──────── Records to use
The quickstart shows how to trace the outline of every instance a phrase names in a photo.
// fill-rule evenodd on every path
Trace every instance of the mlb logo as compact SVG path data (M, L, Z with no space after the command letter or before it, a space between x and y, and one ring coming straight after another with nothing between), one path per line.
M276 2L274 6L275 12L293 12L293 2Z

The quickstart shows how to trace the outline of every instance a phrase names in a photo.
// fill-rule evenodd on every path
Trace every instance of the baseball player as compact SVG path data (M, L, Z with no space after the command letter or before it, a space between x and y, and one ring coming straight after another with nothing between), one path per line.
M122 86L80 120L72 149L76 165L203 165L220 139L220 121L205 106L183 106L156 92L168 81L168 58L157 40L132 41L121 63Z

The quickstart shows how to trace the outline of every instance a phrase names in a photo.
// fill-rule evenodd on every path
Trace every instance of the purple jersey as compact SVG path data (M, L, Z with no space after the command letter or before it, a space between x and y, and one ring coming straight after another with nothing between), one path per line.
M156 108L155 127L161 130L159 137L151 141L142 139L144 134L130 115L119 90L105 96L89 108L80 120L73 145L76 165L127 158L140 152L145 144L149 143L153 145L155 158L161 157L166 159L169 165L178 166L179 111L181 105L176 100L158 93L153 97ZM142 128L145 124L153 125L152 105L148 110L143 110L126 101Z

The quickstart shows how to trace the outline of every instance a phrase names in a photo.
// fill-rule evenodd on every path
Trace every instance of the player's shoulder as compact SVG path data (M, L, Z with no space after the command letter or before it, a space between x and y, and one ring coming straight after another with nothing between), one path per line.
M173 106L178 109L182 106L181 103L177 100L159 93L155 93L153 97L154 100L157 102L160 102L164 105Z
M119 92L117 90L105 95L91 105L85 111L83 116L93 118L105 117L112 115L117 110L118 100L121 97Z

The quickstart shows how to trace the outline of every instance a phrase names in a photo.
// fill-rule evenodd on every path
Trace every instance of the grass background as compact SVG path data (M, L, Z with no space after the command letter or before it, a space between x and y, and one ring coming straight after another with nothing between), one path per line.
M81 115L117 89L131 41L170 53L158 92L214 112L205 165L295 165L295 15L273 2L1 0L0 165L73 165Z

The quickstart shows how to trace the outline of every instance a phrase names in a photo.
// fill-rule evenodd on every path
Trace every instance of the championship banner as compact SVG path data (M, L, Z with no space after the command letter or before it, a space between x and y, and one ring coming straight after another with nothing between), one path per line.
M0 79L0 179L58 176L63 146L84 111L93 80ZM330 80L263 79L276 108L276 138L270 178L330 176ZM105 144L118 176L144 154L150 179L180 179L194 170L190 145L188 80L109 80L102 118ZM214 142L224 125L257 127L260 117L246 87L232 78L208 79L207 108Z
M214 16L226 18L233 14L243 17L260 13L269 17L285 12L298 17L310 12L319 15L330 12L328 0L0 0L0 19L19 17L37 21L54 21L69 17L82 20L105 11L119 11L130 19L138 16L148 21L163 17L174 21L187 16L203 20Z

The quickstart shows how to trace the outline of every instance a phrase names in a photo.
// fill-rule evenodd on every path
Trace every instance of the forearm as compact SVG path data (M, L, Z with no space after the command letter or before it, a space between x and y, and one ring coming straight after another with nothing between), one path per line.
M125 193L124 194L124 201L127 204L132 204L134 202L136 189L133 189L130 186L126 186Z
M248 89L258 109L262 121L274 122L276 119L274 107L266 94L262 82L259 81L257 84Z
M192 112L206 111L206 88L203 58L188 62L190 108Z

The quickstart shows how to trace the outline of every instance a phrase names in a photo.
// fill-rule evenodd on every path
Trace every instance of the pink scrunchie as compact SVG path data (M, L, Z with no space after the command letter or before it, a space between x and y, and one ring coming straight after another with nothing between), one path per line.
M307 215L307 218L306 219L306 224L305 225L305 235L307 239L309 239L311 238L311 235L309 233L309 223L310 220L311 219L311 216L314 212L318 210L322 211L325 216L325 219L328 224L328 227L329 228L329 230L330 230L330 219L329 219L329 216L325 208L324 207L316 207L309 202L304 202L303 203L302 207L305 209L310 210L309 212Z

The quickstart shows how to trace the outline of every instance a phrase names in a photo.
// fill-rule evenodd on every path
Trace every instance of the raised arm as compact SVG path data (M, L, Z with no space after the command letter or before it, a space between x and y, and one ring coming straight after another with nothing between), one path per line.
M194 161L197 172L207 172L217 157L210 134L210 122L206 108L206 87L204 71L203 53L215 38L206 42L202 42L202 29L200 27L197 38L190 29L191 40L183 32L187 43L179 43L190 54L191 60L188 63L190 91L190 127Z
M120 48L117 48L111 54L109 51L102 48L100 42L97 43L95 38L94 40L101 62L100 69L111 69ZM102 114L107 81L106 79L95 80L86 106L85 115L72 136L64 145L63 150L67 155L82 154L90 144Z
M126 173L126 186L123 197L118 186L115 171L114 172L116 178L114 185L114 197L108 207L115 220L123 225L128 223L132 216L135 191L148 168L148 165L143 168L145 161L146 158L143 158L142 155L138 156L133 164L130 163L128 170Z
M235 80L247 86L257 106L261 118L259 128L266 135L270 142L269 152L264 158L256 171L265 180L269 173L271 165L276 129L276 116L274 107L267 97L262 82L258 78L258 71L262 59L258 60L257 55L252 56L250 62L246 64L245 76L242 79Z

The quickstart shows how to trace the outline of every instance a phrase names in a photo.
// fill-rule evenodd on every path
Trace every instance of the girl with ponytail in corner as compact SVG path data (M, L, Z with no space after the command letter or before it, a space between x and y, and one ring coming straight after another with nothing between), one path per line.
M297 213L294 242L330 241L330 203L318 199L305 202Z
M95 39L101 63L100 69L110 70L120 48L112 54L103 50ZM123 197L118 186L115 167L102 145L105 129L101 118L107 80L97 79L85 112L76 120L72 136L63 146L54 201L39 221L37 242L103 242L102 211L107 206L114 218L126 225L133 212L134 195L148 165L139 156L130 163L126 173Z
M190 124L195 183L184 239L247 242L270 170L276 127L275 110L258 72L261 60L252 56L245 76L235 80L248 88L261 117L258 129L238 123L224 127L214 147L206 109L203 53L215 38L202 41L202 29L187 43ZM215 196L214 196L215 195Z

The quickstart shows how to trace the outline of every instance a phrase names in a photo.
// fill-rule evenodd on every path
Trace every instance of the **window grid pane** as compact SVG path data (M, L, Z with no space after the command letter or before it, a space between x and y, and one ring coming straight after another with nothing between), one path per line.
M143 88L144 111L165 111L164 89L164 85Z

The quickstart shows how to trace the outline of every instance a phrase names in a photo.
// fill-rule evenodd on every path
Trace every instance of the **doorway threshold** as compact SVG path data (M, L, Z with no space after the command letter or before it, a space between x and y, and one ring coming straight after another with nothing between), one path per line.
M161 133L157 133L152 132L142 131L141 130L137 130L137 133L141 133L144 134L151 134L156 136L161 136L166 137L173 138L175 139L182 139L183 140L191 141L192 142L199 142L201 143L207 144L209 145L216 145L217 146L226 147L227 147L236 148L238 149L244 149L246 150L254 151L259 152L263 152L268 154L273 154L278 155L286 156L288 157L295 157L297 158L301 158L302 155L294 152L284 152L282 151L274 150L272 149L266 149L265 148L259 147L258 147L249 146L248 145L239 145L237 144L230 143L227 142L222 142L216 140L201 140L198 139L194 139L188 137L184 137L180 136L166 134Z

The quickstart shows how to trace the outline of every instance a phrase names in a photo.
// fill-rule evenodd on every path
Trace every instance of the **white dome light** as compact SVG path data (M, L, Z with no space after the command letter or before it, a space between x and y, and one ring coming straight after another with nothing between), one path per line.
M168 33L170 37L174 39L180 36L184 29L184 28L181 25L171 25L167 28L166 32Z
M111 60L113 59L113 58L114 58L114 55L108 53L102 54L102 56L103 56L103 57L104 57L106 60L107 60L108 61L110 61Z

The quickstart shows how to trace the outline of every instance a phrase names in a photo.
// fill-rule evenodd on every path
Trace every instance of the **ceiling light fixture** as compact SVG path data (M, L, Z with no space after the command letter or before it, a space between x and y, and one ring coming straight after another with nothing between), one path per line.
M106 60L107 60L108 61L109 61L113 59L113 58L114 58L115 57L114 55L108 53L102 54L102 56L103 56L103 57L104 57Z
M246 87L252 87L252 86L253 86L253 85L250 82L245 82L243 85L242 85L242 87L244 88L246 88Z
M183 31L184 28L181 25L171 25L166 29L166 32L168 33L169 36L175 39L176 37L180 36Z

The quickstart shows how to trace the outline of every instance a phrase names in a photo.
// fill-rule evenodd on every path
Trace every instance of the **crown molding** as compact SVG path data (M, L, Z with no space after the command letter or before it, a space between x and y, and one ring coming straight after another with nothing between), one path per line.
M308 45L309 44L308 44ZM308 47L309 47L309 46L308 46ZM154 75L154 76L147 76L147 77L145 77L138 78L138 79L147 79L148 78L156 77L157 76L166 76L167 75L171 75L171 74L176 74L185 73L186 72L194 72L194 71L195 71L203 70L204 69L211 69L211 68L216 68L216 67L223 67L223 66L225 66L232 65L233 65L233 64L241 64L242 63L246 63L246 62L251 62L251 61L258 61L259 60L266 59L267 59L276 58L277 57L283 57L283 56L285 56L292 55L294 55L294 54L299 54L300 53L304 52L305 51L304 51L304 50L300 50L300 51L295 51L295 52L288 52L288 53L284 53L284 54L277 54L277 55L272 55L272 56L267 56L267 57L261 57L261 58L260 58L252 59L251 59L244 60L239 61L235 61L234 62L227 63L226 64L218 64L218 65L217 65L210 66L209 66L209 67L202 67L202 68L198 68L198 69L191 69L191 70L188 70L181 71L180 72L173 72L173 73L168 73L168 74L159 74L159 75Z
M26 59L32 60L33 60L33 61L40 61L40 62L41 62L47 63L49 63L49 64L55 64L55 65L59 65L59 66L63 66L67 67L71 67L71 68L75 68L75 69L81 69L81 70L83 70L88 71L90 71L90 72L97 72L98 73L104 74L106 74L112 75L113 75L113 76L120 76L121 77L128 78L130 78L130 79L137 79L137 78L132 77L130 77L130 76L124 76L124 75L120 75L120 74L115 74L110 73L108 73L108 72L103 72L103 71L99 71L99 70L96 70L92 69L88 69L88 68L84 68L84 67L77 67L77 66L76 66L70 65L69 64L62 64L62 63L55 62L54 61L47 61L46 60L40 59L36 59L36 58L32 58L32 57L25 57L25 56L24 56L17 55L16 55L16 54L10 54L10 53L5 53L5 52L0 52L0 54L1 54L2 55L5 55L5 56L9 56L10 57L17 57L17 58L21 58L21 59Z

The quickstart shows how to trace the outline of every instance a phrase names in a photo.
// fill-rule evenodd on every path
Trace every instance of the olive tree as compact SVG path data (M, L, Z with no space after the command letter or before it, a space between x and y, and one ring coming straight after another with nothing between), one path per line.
────────────────
Stated problem: Please extract, unchanged, the part of the items that runs from their start through the line containing "M276 2L274 6L275 12L293 12L293 2Z", including that line.

Exercise solution:
The quickstart shows how to trace the outline of every instance a phrase names in a photo.
// fill-rule evenodd on every path
Trace every instance of the mlb logo as compact SVG path data (M, L, Z with no space after the command letter or before it, a space between x and y, and one ring coming straight after another with nothing between), one path per line.
M276 2L274 6L275 12L293 12L293 2Z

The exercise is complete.